• [What you are asked to do]: Put the lines of the records below into a numbered list, skipping any blank lines. Leave the pictures out of your list.

• [Provided records]:
>>>

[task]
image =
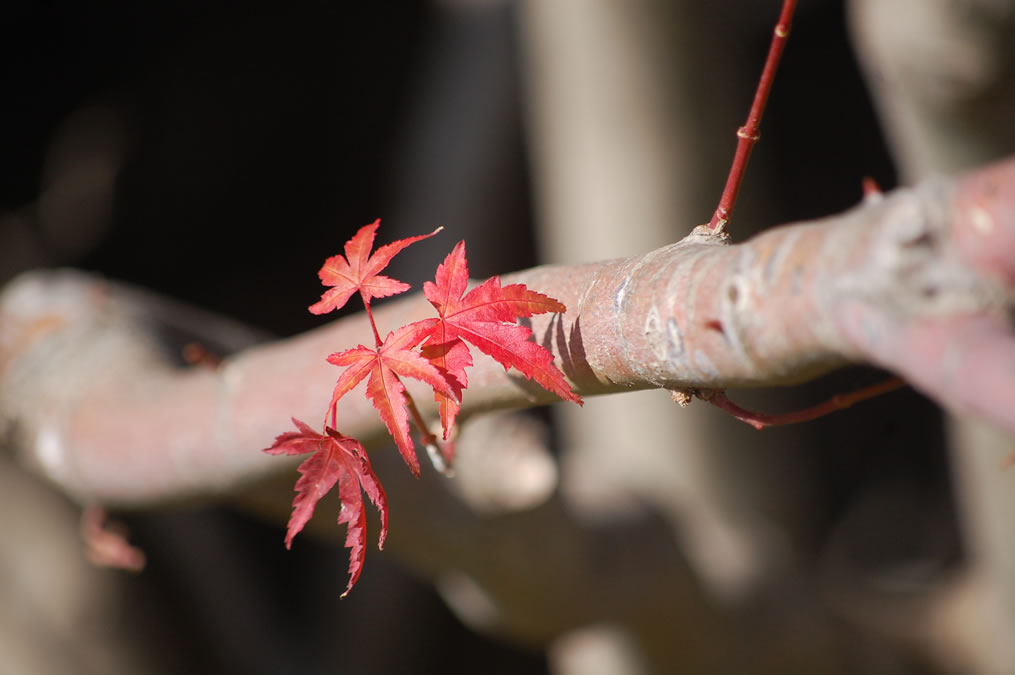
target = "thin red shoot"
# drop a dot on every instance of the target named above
(838, 402)
(748, 135)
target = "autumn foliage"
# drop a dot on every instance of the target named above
(435, 351)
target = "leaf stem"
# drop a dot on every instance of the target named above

<<<

• [Problem solution]:
1. [task]
2. image =
3. target = "thin red shoot"
4. # drop a dot on every instance of the target named above
5. (838, 402)
6. (748, 135)
7. target = "autumn foliage"
8. # drop a dot on every instance of the target named above
9. (435, 351)
10. target = "leaf stem"
11. # drop a dot on every instance of the target named above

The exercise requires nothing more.